提供テキスト —
★ ★ ★

佐東利穂子

『蝉が消えた晩夏、詩人ランボ―について書こう。』

このブログを始めてから早いもので17年以上が経った。内容はともかくとして文量的には『源氏物語』をとうに抜き、ひょっとするとプル―ストの大長編『失われた時を求めて』も抜いているのではあるまいか。……気楽に始めたブログであったが、今や生きた事の証し・痕跡を書いているような感がある。

 

……さて、今回は天才詩人アルチュ―ル・ランボ―の登場である。ランボ―との出逢いは私が16才の頃であったかと思う。…………自分とは果たして何者なのか、自分は将来何者になり得るのか、……等と自分にしか出来ないと思われる可能性を探りながら悶々と考えていた時に、「私とは他者である」という正に直球の言葉が16才の若僧アルチュ―ル・ランボ―(既に完成している早熟の天才詩人・20才で詩と縁を切り放浪、武器商人の後に37才で死去)から豪速球で投げられたのだから、これは一種の事故のようなものである。

★ ★ ★

課題の説明 — 上に示した、詩人ランボーとの出会いを語るブログ記事を、最後の文の次から書き継ぐこと。

★ ★ ★

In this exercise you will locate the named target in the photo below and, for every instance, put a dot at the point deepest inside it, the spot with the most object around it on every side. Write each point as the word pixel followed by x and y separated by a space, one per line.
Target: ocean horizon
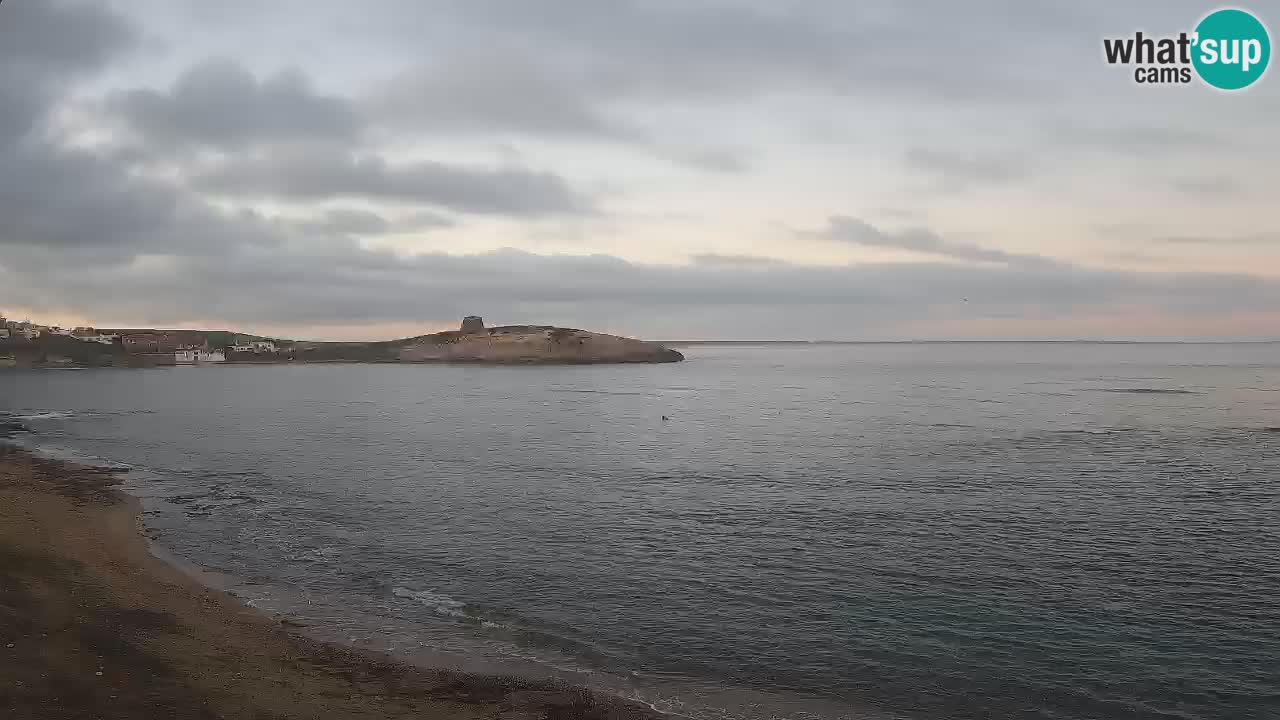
pixel 768 529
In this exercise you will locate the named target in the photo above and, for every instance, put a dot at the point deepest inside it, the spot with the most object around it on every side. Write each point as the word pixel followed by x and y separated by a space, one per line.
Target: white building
pixel 256 346
pixel 193 355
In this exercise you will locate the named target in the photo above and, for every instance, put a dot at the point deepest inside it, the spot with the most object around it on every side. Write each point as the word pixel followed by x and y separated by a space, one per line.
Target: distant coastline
pixel 39 346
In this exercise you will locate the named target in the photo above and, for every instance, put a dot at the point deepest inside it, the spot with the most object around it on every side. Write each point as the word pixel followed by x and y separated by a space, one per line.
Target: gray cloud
pixel 718 260
pixel 960 171
pixel 1246 240
pixel 325 173
pixel 220 103
pixel 1207 187
pixel 368 223
pixel 337 282
pixel 478 91
pixel 42 45
pixel 924 241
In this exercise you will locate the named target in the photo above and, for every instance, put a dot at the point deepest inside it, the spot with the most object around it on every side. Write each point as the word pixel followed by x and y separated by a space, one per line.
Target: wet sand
pixel 92 625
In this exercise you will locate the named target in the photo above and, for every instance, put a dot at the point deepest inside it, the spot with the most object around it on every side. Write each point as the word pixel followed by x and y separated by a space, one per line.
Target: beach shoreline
pixel 92 624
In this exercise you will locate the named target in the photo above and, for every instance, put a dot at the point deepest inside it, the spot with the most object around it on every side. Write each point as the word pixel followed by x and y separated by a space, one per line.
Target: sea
pixel 881 531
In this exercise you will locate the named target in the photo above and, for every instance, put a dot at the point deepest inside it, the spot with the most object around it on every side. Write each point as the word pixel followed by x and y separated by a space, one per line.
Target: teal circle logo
pixel 1232 49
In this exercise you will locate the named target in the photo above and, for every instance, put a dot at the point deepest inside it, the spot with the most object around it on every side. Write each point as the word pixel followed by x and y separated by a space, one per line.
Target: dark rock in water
pixel 13 427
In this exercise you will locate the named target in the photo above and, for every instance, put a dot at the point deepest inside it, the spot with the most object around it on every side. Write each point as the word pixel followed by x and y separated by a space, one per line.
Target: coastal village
pixel 55 346
pixel 32 345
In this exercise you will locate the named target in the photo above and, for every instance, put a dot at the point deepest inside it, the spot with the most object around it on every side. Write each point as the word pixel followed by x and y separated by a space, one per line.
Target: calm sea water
pixel 873 531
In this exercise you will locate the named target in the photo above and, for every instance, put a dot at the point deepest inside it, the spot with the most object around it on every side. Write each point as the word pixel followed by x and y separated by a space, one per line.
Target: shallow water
pixel 901 531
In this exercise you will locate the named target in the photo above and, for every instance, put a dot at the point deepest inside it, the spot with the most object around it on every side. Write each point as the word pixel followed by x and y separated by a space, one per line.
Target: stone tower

★ ★ ★

課題の結果 —
 

……以来、ランボ―とは永い付き合いになってしまった。……19才の頃に始めた銅版画では、ランボ―の詩をモチ―フに銅板の硬い表面に荒々しく線描を刻み込み、やがてその表象はランボ―の顔をモチ―フに、その顔に穴を開けて抹殺するような表現へと成るに至った。(版画作品画像二点掲載)……その作品は、現代の最も優れた美術家であり、個人的にも影響を受けていたジム・ダインの評価する事となり、彼は私の肩に手をかけながら「俺も君と同じく、この生意気な若僧の面を抹殺する意図で版画の連作を作ったのだよ。この若僧が詩人のランボ―である事はその後で知った!」と、その制作意図をリアルに語ってくれたのであった。(……ちなみに彼のその版画は、ランボ―をモチ―フとした連作の版画集で、版画史に残る名作として高く評価されている。)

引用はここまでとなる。